Selected extract:
◆ ◆ ◆ ◆ ◆ ◆ ◆

Money transfer firm Wise dealt a crushing blow to the London Stock Exchange on Thursday, after announcing plans to transfer its primary listing to the US.

The loss of the primary listing of the fin tech Wise from London is another body blow to those seeking to reboot its fortunes as the international market where the best ideas find the best capital, writes shadow business secretary Andrew Griffith.

Coming on the eve of London Tech Week it’s a real downer and a sign of a vibe shift which risks London becoming a ‘flyover state’ as talent and money heads instead to cities such as Paris, Abu Dhabi and Riyadh. 

The worry is that Wise is just one example of a broader malaise. Labour’s attacks on business and investors are turning London into hostile territory for wealth creators, just as Sadiq Khan’s refusal to police our streets or the underground is making them think twice about their families living in the capital.  What was once the financial epicentre of the world and a safe, high trust place to live is becoming a high tax, high crime horror-show.

Actions have consequences, and since Labour took office over £140bn in London listings has been cancelled, relocated, or otherwise lost to exchanges elsewhere. This comes at a cost. Our financial sector accounts for almost 10 per cent of our GDP — no growth strategy is credible without it.

Of course any listed company will have stock specific factors and under any government companies can come and go. But there is a sense of all the news now being in one direction and the turnaround in fortunes from a cross-party financial reform agenda now stalling.

◆ ◆ ◆ ◆ ◆ ◆ ◆

Data provided:
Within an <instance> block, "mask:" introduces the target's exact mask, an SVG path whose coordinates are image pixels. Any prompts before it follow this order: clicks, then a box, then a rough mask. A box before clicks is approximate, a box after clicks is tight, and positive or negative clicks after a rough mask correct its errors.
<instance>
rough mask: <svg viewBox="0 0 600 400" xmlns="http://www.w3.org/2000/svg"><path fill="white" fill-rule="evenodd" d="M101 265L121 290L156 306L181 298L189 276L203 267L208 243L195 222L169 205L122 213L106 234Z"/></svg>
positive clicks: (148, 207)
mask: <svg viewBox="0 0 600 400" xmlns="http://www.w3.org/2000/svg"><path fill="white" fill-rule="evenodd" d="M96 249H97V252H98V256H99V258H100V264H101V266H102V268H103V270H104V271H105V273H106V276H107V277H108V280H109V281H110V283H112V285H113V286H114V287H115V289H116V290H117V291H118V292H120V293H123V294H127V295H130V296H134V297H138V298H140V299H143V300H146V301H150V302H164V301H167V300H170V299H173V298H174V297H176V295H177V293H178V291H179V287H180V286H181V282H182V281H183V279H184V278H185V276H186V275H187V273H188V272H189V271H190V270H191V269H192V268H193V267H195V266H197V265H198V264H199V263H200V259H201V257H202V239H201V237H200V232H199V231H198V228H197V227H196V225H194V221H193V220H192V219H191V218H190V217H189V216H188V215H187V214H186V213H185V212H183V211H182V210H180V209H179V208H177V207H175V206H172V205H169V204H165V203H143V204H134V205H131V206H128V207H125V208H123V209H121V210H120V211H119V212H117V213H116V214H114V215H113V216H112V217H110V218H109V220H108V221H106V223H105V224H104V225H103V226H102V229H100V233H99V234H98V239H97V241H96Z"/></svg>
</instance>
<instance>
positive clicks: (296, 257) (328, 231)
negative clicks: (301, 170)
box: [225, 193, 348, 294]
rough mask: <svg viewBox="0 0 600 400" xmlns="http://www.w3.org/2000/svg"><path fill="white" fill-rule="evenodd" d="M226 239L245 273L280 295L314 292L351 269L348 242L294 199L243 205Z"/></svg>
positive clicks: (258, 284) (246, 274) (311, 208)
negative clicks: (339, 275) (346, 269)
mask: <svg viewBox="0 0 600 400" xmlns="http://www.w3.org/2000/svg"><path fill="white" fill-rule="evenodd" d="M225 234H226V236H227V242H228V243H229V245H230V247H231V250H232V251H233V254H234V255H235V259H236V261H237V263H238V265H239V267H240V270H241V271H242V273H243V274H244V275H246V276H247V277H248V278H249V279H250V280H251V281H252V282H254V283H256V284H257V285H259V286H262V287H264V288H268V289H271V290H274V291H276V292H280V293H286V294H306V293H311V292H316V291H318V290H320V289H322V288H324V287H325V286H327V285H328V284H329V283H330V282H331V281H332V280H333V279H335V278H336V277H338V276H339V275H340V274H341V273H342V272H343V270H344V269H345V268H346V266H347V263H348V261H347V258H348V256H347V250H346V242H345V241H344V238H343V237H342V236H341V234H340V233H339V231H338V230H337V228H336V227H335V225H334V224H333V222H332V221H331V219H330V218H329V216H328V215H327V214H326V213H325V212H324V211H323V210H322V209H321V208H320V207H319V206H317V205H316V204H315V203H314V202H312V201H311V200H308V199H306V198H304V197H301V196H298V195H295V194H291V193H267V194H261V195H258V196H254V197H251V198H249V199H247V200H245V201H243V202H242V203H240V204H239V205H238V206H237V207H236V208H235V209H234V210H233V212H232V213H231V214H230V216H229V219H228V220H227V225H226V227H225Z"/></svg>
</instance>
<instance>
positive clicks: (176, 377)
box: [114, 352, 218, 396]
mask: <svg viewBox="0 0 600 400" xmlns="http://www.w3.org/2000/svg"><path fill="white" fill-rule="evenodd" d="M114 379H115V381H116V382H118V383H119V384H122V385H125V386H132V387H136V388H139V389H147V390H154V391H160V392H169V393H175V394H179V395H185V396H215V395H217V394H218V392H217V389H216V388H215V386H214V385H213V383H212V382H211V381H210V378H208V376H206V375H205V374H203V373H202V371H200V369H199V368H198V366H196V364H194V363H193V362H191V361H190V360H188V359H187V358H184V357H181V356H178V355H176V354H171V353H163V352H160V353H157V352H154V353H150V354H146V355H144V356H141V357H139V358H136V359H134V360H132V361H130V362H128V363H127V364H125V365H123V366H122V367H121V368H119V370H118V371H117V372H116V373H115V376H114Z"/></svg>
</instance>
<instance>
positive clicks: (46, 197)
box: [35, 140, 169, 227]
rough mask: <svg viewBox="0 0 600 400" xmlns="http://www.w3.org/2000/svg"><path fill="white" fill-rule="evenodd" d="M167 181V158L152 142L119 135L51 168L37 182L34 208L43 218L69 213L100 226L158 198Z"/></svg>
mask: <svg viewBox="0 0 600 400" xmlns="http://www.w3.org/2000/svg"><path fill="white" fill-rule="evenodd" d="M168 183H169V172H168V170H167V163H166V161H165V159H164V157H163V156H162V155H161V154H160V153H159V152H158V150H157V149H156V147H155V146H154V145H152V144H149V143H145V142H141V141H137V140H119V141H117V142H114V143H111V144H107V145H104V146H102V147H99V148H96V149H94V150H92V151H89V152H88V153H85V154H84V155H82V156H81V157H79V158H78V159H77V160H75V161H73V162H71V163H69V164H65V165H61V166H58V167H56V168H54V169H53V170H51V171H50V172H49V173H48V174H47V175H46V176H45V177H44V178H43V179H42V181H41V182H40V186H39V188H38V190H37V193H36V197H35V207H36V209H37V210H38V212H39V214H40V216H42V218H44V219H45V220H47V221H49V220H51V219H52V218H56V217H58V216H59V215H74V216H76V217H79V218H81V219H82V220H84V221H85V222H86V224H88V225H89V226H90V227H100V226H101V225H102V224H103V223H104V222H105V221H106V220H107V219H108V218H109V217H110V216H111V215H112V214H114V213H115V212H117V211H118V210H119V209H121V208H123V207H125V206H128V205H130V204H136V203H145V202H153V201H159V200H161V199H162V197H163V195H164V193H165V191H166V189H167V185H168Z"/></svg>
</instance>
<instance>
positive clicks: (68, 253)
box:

◆ ◆ ◆ ◆ ◆ ◆ ◆

Problems and tasks:
a) List every city named in the commentary on Wise's London listing.
b) Carry on the commentary on Wise's London listing from its final paragraph.

Answers:
a) London, Paris, Abu Dhabi, Riyadh

b)
When first elected this government had the chance to set out Londons stall as a beacon of stability when other markets seemed more volatile but this was squandered by the Chancellor initially trash talking the economy followed by the actual self harm of raising taxes, raising spending and fiddling the fiscal rules. In particular, the changes to the taxation of international investors has seen millionaires fleeing the UK at a rate of one every 45 minutes and – by some estimates – fully ten percent of non domiciled investors having already left. Amongst them Guillaume Pousez, the checkout.com founder, sending a signal to other tech entrepreneurs who tend to cluster together.

Whilst some write off London, in my view as former City Minister it is still fixable but the government would have to get a grip and fast. 

That would involve a further push on regulatory culture, more openness to cryptocurrencies, encouragement for retail investors, pushing back on ESG burdens and looking again at disincentives like stamp duty on shares.

The Pensions Bill published yesterday could be a golden opportunity. Instead of wasting time and energy on mandating (Labour spending your retirement savings for you!), it must tackle the deep seated regulatory culture of risk aversion which sees far too much investment in low return gilts rather than growth shares such as the very companies moving their listings overseas. Of course, this shift to higher return assets would be easier for the government to embrace if they weren’t themselves conflicted by having to sell gilts in order to fund their profligate public sector spending spree. 

I have consistently advocated for reforming the City to encourage more risk-taking and innovation. But instead of seizing that opportunity, all we have seen from the Chancellor is the opposite. Delay and government by announcement have become the mode du jour. It took months to appoint an investment minister and the Office for Investment is continually re-announced without its gears ever seeming to get out of neutral. Almost one year in there’s still no industrial strategy, and the few actions they have taken were in the wrong direction like cancelling the UK’s exascale supercomputer.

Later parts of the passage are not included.